- WORK ITEM:
Please quote exactly the lines below from the line containing "the truck license" to the line containing "the red rescue", both lines included, and nothing else.

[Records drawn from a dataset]
>>>>

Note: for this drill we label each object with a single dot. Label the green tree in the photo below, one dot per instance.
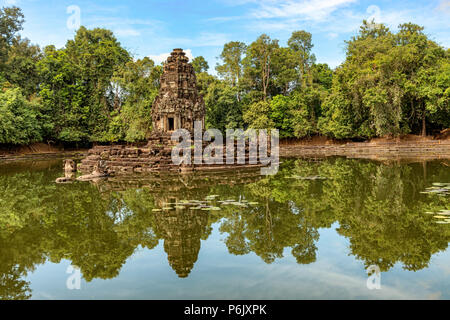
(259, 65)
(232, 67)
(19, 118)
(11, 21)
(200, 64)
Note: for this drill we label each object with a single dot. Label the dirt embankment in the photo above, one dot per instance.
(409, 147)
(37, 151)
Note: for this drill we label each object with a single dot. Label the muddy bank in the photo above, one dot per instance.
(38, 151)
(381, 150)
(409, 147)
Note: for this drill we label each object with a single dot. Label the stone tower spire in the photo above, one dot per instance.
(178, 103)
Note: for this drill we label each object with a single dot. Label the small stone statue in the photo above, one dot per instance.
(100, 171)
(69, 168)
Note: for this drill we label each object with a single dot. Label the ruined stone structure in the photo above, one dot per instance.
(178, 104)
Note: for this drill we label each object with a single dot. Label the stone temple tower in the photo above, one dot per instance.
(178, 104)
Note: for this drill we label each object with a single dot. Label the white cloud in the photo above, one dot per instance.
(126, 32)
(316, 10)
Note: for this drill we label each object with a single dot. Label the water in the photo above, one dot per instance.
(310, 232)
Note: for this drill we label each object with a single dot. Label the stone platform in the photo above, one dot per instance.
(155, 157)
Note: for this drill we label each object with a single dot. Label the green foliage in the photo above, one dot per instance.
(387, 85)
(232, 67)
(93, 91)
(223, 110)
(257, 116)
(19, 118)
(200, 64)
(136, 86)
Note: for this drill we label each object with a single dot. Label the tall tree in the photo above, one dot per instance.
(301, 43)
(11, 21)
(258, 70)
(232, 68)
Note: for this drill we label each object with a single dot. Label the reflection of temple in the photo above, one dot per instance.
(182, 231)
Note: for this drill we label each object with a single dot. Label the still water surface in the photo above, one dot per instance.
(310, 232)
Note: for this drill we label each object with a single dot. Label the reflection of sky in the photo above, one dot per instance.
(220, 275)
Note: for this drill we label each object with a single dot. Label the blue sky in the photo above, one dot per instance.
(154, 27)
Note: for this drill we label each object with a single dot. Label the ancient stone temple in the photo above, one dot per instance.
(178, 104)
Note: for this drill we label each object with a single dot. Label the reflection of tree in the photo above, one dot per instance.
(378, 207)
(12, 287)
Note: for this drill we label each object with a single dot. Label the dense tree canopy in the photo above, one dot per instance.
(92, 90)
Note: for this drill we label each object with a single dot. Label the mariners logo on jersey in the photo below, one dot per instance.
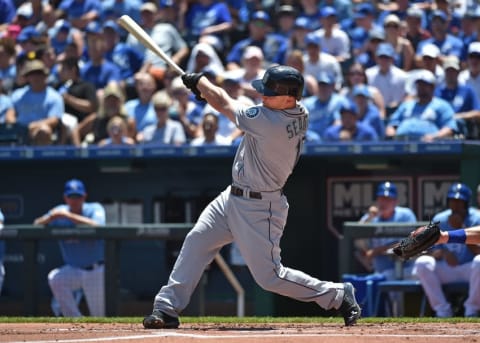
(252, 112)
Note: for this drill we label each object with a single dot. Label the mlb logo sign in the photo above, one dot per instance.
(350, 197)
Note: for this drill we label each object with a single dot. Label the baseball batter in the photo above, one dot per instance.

<<<<
>>>>

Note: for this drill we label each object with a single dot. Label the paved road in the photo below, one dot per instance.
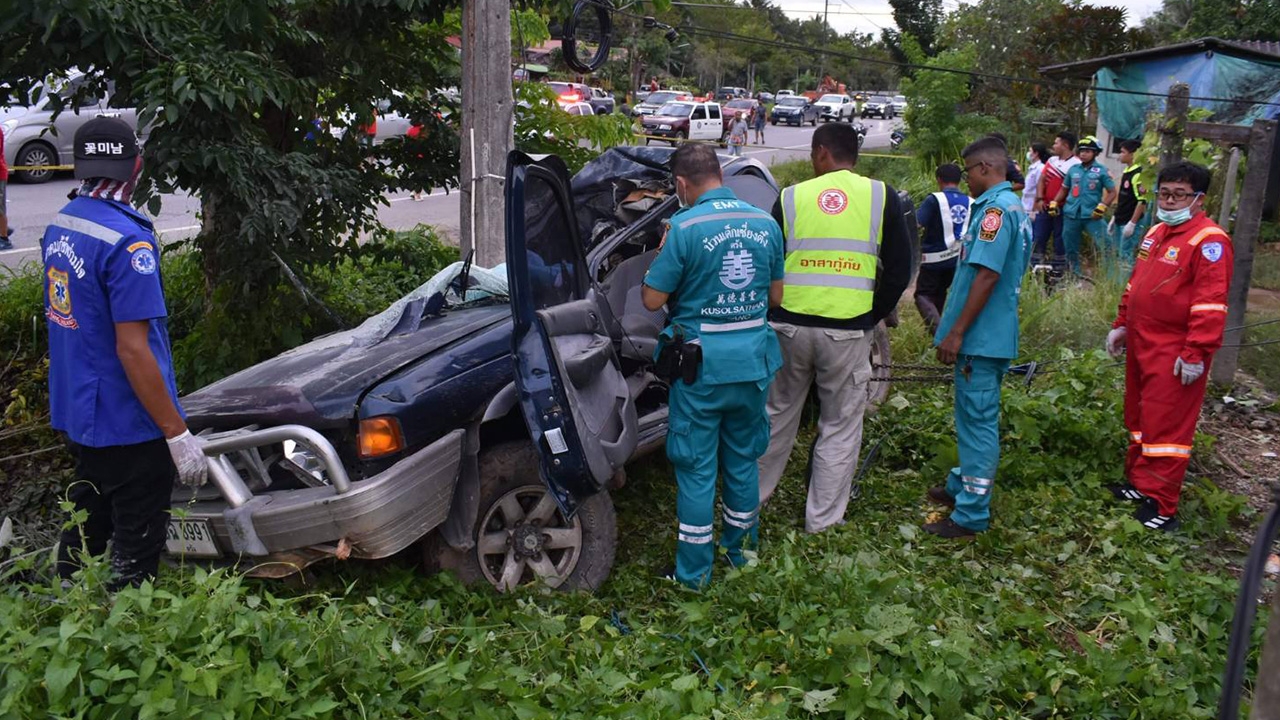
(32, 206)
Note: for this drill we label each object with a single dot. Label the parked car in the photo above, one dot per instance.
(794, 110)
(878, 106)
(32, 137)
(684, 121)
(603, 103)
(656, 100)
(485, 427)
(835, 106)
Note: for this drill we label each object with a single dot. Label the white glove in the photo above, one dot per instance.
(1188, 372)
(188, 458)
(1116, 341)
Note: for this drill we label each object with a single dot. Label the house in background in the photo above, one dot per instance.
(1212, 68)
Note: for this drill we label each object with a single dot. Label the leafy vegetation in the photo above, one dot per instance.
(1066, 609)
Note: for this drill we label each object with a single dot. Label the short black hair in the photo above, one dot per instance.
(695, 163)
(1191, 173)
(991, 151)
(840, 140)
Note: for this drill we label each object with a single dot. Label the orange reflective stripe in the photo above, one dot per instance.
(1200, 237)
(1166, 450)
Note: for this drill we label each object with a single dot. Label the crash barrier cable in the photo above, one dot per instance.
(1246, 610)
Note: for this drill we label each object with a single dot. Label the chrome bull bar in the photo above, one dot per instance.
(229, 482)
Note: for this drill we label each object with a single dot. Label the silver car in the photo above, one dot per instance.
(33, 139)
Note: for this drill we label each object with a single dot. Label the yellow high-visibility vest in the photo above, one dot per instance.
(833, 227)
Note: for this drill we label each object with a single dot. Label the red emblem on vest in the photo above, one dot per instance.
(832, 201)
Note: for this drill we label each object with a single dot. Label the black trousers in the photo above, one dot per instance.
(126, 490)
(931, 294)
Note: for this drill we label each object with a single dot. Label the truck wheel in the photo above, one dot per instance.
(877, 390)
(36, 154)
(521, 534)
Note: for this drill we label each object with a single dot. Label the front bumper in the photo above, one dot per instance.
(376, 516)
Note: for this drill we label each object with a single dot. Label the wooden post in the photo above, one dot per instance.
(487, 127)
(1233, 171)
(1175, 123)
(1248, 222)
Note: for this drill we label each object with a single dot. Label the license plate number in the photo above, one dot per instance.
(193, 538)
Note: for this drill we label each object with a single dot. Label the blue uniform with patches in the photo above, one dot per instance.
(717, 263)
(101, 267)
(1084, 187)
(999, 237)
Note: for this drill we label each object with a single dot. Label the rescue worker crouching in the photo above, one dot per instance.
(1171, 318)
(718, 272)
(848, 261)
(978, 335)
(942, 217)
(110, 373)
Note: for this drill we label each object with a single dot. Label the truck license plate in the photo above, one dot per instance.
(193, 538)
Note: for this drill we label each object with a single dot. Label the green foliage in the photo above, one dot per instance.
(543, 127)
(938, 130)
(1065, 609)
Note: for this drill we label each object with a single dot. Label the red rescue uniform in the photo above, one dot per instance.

<<<<

- ANSWER BOX:
Note: for this drill we label each object with a single dot. Label the truck license plate in the photo above, one dot per instance.
(193, 538)
Note: for this drill we label each object with a single dot. Label the green foliage in the photo above, one dot per instance.
(543, 127)
(938, 130)
(1065, 609)
Note: for this drill we label each object with a single dot. Label the red rescue uniform in the photo above, one dot per instance.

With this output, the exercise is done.